##### Material shown

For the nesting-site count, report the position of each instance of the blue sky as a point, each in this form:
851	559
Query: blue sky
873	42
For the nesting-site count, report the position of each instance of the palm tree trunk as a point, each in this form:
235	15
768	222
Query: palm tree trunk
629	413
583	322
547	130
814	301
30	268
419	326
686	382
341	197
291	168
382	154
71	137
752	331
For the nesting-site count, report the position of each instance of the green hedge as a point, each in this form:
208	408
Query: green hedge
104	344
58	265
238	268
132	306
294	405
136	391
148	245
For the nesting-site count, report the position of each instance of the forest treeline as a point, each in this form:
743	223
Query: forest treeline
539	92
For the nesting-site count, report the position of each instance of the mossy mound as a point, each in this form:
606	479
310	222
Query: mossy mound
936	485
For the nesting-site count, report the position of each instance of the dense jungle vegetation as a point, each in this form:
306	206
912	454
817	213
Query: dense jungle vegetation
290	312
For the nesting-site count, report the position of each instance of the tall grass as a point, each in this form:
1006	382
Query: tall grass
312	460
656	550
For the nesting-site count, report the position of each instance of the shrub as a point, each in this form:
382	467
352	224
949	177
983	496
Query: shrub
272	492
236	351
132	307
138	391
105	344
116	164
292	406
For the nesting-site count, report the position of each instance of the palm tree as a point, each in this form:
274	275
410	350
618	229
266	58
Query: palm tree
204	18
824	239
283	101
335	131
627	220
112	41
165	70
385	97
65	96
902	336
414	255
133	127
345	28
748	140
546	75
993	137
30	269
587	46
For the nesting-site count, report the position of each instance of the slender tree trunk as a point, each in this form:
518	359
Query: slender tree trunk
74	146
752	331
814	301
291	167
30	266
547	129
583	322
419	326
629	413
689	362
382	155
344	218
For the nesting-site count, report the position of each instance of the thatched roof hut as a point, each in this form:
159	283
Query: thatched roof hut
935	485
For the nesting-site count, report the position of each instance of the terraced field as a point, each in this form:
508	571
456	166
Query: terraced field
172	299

##########

Set down every record once more, exactly as written.

=== Exercise solution ===
For the nesting-site count, report the position of each instance of the blue sky as a point, each in this form:
851	559
Query: blue sky
873	42
For the nesting-site count, report the position of each instance of the palm tree trunk as a point, each in this form:
235	15
768	222
Query: palm tree trunk
629	413
583	322
547	130
814	301
30	268
419	326
686	382
341	197
291	168
382	154
71	137
752	331
For the nesting-site count, report the position of each instance of the green hedge as a point, each in this form:
208	408
Query: green hedge
104	344
58	265
238	268
132	306
294	405
136	391
148	245
For the nesting-site count, report the position of each instance of the forest treeline as a point, each in this form:
743	223
Query: forest treeline
539	92
For the nesting-site count, report the position of each instance of the mossy mound as a point, each in this form:
606	479
310	222
Query: mossy mound
936	485
For the nesting-site count, report the position of each instance of the dense jungle vegetation as a point, each in this form:
306	206
912	454
817	213
Query: dense jungle vegetation
290	312
For the nesting-site count, report the position of each instance of the tall grass as a point, each in this form:
1006	382
Query: tall grass
312	460
656	550
For the nesting-site count, report the position of each instance of the shrub as a point, each in this form:
382	467
352	224
949	177
983	496
Query: shrub
272	492
236	351
132	307
138	391
105	344
116	164
292	406
For the nesting-site count, report the position of each instance of the palm tree as a point, each in this form:
274	275
410	350
618	229
266	58
Query: palm tree
204	18
824	239
283	101
335	131
627	220
112	41
165	70
385	97
65	96
902	336
414	255
133	127
345	28
748	140
546	75
993	137
30	269
587	46
For the nesting-site count, report the position of each instance of the slender tree trunk as a point, each in this form:
518	359
Query: slender tree trunk
74	146
752	331
814	301
291	167
30	266
547	129
583	322
419	326
629	413
689	362
382	155
344	218
For the nesting-site count, report the position of each instance of the thatched roof hut as a point, each in this form:
159	283
Query: thatched roof hut
935	485
For the nesting-site count, report the position of each instance of the terraced field as a point, each in this form:
508	571
456	166
Query: terraced field
172	299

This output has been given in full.